**TASK GOAL**
The expected response is the complete listing below, restated exactly, with its pictures omitted.
[RECORDS SHOWN — start]
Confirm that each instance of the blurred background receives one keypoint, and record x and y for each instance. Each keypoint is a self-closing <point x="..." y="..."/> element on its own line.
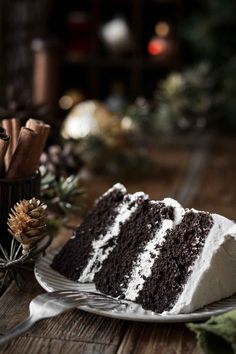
<point x="141" y="91"/>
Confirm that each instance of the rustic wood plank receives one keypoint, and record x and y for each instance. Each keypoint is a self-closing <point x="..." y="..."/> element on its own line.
<point x="150" y="338"/>
<point x="39" y="345"/>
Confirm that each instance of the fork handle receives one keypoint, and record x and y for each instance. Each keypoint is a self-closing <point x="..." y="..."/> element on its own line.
<point x="18" y="329"/>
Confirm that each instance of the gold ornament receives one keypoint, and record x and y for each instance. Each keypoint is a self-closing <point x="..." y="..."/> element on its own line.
<point x="27" y="222"/>
<point x="90" y="118"/>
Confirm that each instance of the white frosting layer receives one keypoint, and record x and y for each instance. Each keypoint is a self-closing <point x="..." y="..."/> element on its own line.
<point x="213" y="274"/>
<point x="142" y="267"/>
<point x="98" y="254"/>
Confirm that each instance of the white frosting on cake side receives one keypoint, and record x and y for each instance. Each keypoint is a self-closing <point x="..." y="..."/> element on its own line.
<point x="98" y="254"/>
<point x="213" y="275"/>
<point x="142" y="267"/>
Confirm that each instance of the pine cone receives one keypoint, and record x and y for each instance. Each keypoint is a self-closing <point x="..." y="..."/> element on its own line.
<point x="27" y="222"/>
<point x="62" y="162"/>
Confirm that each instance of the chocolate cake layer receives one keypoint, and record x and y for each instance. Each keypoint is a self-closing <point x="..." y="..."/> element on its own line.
<point x="74" y="256"/>
<point x="173" y="265"/>
<point x="134" y="235"/>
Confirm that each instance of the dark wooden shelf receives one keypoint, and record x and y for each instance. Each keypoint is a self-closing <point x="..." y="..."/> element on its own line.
<point x="102" y="68"/>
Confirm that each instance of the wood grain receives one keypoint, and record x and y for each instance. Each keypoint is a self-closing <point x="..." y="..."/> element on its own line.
<point x="39" y="345"/>
<point x="158" y="338"/>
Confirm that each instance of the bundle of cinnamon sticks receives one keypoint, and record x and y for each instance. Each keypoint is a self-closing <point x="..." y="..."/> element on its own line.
<point x="21" y="147"/>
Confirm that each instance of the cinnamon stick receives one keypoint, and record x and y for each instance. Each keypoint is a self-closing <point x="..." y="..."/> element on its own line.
<point x="7" y="125"/>
<point x="15" y="133"/>
<point x="25" y="159"/>
<point x="4" y="143"/>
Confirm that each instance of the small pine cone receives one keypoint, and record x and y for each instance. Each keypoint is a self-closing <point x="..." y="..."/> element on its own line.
<point x="27" y="222"/>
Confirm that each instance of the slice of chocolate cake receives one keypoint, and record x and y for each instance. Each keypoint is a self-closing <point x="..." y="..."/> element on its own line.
<point x="177" y="261"/>
<point x="97" y="236"/>
<point x="156" y="253"/>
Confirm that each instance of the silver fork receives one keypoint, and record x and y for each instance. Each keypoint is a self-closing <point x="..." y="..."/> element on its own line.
<point x="52" y="304"/>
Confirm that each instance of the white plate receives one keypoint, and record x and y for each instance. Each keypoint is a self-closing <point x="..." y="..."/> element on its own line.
<point x="50" y="280"/>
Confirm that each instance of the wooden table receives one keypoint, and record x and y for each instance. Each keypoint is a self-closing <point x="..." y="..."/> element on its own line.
[RECORDS SHOWN — finish]
**ANSWER SPACE**
Confirm that each instance of the blurred background receives one keypoint, and record x and y for each instance. Each keypoint is a self-closing <point x="..." y="..."/> element on its own line.
<point x="141" y="91"/>
Confirm that each instance of the rustic wood plank receives one keypoint, and record x and y for each instance. Each keypoint is a self-closing <point x="..." y="..."/> element on its own line.
<point x="150" y="338"/>
<point x="39" y="345"/>
Confirm that each instance of the fork handle receives one keypoint, and record x and y for each instance. Each keypoint is a self-closing <point x="..." y="..."/> element on its own line.
<point x="18" y="329"/>
Confirm that each instance of the gold ornament receives one keypoint, and record x and y for each instance. Each keypoint is a self-closing <point x="..." y="..."/> element on its own line.
<point x="27" y="222"/>
<point x="90" y="118"/>
Confirm that each instance of the white frosting layer receives one keypoint, and record x and y for each instance. Each keypoint is a self-closing <point x="..." y="..."/> element on its own line.
<point x="213" y="274"/>
<point x="142" y="267"/>
<point x="98" y="254"/>
Confirm that each instance of the white frosting on cake side receives one keypoint, and record x and y for each instance. Each keypoint is a self-closing <point x="..." y="..."/> element on its own line.
<point x="98" y="254"/>
<point x="213" y="275"/>
<point x="142" y="267"/>
Confirm that each instance of the pine cone receives one keypoint, and record x and y for each instance. Each keypoint is a self-closing <point x="..." y="..."/> element on its own line.
<point x="27" y="222"/>
<point x="62" y="162"/>
Confirm that each instance of the chocolate cake layer receives one keypoint, and record x and y for each instance. Each keypoint is a self-closing <point x="..." y="..."/> element on its own line.
<point x="74" y="256"/>
<point x="173" y="265"/>
<point x="134" y="235"/>
Confirm that each instance of the dark wooden shelf receives one keypoint, and record x and y for each instance. Each keypoint is a self-closing <point x="..." y="..."/> element on its own line.
<point x="102" y="68"/>
Confirm that each instance of the wood grain receives one keypoint, and record x and y for each instance. Each keypoint is a self-closing <point x="..." y="..."/> element on its own line.
<point x="39" y="345"/>
<point x="158" y="338"/>
Confirm that each instance of the bundle of cinnamon sticks receives one keypoint, and record x and y for each instance. Each keypoint is a self-closing <point x="..." y="..."/> element on its own line.
<point x="21" y="147"/>
Confirm that each instance of the cinnamon stick receives one keypoint, and record x and y for each instance. Each keypoint is a self-closing <point x="..." y="..."/> element on its own line.
<point x="7" y="125"/>
<point x="15" y="133"/>
<point x="25" y="159"/>
<point x="4" y="143"/>
Confirm that each instance of the small pine cone receives one keypoint, and record x and y for each instance. Each keypoint is a self-closing <point x="..." y="..."/> element on its own line.
<point x="27" y="222"/>
Confirm that each instance of the slice of chocolate cake receives one keypoint, and record x and y for each instance. Each keypoint is a self-closing <point x="..." y="..."/> element on its own line.
<point x="177" y="261"/>
<point x="97" y="236"/>
<point x="156" y="253"/>
Confirm that each instance of the silver fork receives one keypoint, and record x and y for each instance. Each keypoint is a self-closing <point x="..." y="..."/> element on its own line.
<point x="52" y="304"/>
Confirm that each instance of the white plate receives one keypoint, and record x and y for each instance. Each keypoint is a self-closing <point x="..." y="..."/> element on its own line.
<point x="50" y="280"/>
Confirm that each instance of the wooden table receives one keypoint, and record x and y for each instance. Each keypoint is a self-closing <point x="..." y="..."/> element on its own line.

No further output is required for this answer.